将关于今敏的文档摘录中从“1963年10月12日生于北海道。”起至“乔乔冒险奇遇」第五话的剧本、分镜和演出。”止的这一段逐字抄写出来。

> **文档摘录**
------------------------------------------------------------------------
非常非常喜欢今敏,比宫崎骏什么的都要喜欢~
个人最最爱的今敏作品是:《妄想代理人》、《Perfect Blue》和《东京教父》
今敏去世的时候,看到关于他的很多纪念资料。
拿出来分享。
我认为要评价一个人,首先需要的,是了解他自己心里所想。
祝他在天堂快乐。
就这样。
=====以下为转载(字数限制,去掉了1篇悼文、2篇采访,2篇非常可爱的自述,555)=====
Posted in on December18th, 2012.
上周末和诸位大埋汰在中追忆了日本影人今 敏的生平和作品,海岸美少年恶魔的步调也在一文中做了精彩的介绍。
于是也在这里将以前翻译的所有今 敏相关文章做一集合,纪念一下这位可爱的辫子叔叔。
今 敏
(Kon, Satoshi)
1963年10月12日生于北海道。
1982年毕业于北海道钏路陵湖高级中学,进入武藏野美术大学视觉传递设计系学习。
1985年于讲谈社的Yong Magazine杂志发表漫画作品,作为职业漫画家正式出道。
1987年从武藏野美术大学毕业。
1990年出版第一本单行本漫画「海归线」(讲谈社出版)。第一次参加动画片的摄制工作,在「老人Z」中担任美术设定。
1991年出版单行本漫画「World ApartmentHorror」(讲谈社出版)。为「奔跑吧!梅洛斯」担任layout。
1992年在「MEMORIES」三部曲中担任「她的回忆」的剧本、美术设定和layout。
1993年担任「机动警察2」造型设计。担任「乔乔冒险奇遇」第五话的剧本、分镜和演出。
1994年在德间书店的Animage杂志上连载「炽天使」(未完)。
1995年在学习研究社的Comic Guys杂志上连载「OPUS」(未完)。
1997年执导「Perfect Blue」。
1998年开始制作原创动画「千年女优」。
1999年「千年女优」制作中。
2000年「千年女优」完成。
2001年制作原创动画「东京教父」。
2002年出版「KON’S TONE 通往千年女优之路」。「千年女优」公映。
2003年,「东京教父」公映。制作原创电视系列动画「妄想代理人」。
2004年,「东京教父」发行录像带和DVD。「妄想代理人」播映,共发行录像带/DVD六卷本。
------------------------------------------------------------------------
> **数据摘录**
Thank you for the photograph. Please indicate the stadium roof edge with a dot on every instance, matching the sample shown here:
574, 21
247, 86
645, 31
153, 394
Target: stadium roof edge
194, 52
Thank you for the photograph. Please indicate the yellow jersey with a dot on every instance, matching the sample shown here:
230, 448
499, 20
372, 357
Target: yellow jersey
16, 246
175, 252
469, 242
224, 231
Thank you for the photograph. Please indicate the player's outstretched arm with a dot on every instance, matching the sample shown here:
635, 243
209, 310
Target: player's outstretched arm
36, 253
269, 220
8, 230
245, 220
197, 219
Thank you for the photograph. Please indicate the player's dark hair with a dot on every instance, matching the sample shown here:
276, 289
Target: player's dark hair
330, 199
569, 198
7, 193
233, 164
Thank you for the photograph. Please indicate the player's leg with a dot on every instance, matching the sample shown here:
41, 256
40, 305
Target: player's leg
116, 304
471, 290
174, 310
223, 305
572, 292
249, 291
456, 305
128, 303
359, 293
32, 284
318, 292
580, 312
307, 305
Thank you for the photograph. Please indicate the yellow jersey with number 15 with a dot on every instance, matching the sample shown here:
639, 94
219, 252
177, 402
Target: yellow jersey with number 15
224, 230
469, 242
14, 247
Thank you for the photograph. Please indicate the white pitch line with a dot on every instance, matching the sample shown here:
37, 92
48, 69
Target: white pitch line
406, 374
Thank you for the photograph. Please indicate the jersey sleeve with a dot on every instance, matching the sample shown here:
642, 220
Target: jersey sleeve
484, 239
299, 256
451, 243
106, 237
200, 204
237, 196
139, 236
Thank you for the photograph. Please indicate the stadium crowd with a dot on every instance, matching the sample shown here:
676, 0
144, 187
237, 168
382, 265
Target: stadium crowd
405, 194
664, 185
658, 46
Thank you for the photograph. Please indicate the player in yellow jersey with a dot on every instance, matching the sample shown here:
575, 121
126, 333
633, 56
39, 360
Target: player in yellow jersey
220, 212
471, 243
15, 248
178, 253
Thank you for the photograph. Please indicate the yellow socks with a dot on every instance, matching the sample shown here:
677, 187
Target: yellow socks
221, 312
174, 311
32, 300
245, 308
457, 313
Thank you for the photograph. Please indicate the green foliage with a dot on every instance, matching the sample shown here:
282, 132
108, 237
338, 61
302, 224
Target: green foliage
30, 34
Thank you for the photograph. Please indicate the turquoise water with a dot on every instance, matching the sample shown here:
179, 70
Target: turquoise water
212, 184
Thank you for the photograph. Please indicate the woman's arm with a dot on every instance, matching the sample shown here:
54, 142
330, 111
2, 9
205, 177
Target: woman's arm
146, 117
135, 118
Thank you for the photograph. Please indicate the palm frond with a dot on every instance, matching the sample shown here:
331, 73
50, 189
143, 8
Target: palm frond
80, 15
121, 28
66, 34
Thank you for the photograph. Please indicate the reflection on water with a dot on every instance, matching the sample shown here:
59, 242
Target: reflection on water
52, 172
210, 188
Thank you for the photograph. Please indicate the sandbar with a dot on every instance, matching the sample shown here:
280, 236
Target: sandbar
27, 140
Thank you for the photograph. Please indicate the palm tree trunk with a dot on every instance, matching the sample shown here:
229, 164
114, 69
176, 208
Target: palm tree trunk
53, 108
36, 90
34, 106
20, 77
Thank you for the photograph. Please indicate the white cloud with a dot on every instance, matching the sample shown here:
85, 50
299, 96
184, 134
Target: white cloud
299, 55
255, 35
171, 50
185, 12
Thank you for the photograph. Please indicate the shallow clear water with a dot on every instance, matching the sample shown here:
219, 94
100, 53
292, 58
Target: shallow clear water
------------------------------------------------------------------------
> **本题答案**
1963年10月12日生于北海道。
1982年毕业于北海道钏路陵湖高级中学,进入武藏野美术大学视觉传递设计系学习。
1985年于讲谈社的Yong Magazine杂志发表漫画作品,作为职业漫画家正式出道。
1987年从武藏野美术大学毕业。
1990年出版第一本单行本漫画「海归线」(讲谈社出版)。第一次参加动画片的摄制工作,在「老人Z」中担任美术设定。
1991年出版单行本漫画「World ApartmentHorror」(讲谈社出版)。为「奔跑吧!梅洛斯」担任layout。
1992年在「MEMORIES」三部曲中担任「她的回忆」的剧本、美术设定和layout。
1993年担任「机动警察2」造型设计。担任「乔乔冒险奇遇」第五话的剧本、分镜和演出。